**What to do:** Rewrite the stretch of the landslide passage from "Land use has" through "and artificial surface.", with "plowland" changed to "farmland".

**Text excerpt:**

Geology plays a very important role in landslide susceptibility not only because of different lithological classes but also owing to the mechanical and hydraulic characteristics associated with them (Merghadi et al. 2020). This study area is divided into 8 categories based on lithology, as shown in Figure 3(h). Faults are directly related to regional tectonic activity and its feature is the presence of weak and fractured rocks (Pham et al. 2020). Figure 3(i) shows that distance to fault is divided into 8 classes with an interval of 200 m.

The factors of distance to road and distance to river are obtained from the topographic map. Distance to river reflects the influence of the hydrologic environment on landslides. Distance to road shows the influence of human engineering activities on the landslide environment. These two factors are divided into 8 equidistant classes with an interval of 200 m and 100 m, respectively, as shown in Figure 3(j, k).

NDVI index can provide a quantitative evaluation of regional vegetation cover. It can be formulated as (1) $$\mathrm{NDVI}=\frac{\mathit{Band}5-\mathit{Band}4}{\mathit{Band}5+\mathit{Band}4}$$(1) where Band5 and Band4 are the near-infrared and red bands in Landsat 8 OLI. Here, the NDVI map shown in Figure 3(l) is generated by satellite imagery (Landsat 8 OLI) on April 14, 2015.

Land use has been a predisposing factor for LSM in many studies (Juliev et al. 2019). Different land use types can affect the size, frequency, and types of landslides. It is also possible to change the initiation and acceleration thresholds of certain landslides (Pereira et al. 2020). The land use map is shown in Figure 3(m) indicates that there are mainly six land use types in the study area, including water, grassland, plowland, wetland, forest, and artificial surface.

Landslides are usually triggered by earthquakes and rainfall. In this study area, landslides triggered by rainfall are much more frequent than landslides triggered by earthquakes. The annual average rainfall reflects the distribution characteristics of average rainfall in the study area, which has a certain influence on the change of groundwater level and shear strengths of soil slopes (Chen et al. 2017). As most landslides in this region occurred during the flood season from March to August, the average rainfall during the flood season (hereafter referred to as the annual rainfall) is adopted as a landslide conditioning factor, as shown in Figure 3(n).

3. Methods

The entire workflow for this study is executed by following the flow chart in Figure 4, which mainly consists of four steps. Firstly, spatial data of landslide inventory and conditioning factors are prepared using ArcGIS software. Then, some statistical indices such as tolerance (TOL) and variance inflation factor (VIF) are used to analyze the multicollinearity and importance of the factors. Thereafter, the LSM models (i.e. LR, RF, and AFM) for the study area are respectively constructed. Finally, three landslide susceptibility maps are obtained and the performance of the three models is illustrated and compared based on the value of AUC and other metrics. Since the first step is described before, only the methods used in the remaining steps are described in the following subsections.

**Stored records:**
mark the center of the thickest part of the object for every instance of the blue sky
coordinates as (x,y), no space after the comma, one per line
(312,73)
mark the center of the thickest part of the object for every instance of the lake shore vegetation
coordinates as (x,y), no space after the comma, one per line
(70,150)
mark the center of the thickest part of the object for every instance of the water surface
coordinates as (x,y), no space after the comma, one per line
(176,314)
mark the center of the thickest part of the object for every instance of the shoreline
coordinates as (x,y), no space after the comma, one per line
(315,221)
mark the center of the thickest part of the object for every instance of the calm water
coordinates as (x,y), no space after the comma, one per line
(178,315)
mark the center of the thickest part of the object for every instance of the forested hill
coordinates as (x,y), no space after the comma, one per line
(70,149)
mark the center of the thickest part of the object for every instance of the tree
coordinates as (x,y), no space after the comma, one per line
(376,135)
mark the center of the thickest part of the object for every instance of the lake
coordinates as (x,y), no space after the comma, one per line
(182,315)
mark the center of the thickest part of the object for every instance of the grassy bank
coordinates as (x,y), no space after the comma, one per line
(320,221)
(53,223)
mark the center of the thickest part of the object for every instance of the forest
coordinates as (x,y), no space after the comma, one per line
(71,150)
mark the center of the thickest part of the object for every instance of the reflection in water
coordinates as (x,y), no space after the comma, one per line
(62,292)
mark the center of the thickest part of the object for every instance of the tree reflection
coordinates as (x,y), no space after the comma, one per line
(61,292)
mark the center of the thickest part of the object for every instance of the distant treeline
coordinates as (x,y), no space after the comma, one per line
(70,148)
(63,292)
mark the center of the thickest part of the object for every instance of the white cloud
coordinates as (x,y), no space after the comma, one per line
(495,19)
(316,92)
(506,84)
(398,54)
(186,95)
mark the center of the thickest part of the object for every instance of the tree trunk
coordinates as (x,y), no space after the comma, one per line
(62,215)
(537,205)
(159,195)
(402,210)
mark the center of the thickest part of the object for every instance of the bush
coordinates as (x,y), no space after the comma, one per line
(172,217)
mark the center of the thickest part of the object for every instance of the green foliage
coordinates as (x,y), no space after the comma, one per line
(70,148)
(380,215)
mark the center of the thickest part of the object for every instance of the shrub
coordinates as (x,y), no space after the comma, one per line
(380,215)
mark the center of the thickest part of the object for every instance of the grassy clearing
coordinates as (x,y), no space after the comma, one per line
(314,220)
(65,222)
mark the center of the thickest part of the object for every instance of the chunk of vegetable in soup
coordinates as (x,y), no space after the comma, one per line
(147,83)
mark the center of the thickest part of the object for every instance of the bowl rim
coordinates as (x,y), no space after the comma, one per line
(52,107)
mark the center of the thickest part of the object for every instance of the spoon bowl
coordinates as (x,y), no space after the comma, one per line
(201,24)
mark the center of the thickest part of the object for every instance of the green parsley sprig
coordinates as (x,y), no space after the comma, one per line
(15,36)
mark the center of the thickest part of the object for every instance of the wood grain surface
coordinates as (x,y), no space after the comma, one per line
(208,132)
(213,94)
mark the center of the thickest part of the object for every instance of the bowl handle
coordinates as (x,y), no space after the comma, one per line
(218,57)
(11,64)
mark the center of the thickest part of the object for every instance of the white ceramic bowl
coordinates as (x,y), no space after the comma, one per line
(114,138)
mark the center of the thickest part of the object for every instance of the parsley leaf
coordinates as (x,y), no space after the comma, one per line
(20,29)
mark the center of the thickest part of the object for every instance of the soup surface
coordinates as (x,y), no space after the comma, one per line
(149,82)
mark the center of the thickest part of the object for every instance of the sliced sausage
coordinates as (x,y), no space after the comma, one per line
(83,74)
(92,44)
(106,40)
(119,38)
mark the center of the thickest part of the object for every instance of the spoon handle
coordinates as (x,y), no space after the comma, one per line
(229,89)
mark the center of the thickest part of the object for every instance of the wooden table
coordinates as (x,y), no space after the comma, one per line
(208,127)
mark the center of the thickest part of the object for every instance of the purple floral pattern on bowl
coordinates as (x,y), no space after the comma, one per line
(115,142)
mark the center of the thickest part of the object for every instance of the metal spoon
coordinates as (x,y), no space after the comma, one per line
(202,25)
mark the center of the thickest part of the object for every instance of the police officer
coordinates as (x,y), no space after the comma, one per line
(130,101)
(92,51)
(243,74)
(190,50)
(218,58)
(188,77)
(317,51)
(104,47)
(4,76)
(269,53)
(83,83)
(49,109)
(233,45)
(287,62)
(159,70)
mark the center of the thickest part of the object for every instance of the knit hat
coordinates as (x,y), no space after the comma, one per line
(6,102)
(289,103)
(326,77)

**Written response:**
Land use has been a predisposing factor for LSM in many studies (Juliev et al. 2019). Different land use types can affect the size, frequency, and types of landslides. It is also possible to change the initiation and acceleration thresholds of certain landslides (Pereira et al. 2020). The land use map is shown in Figure 3(m) indicates that there are mainly six land use types in the study area, including water, grassland, farmland, wetland, forest, and artificial surface.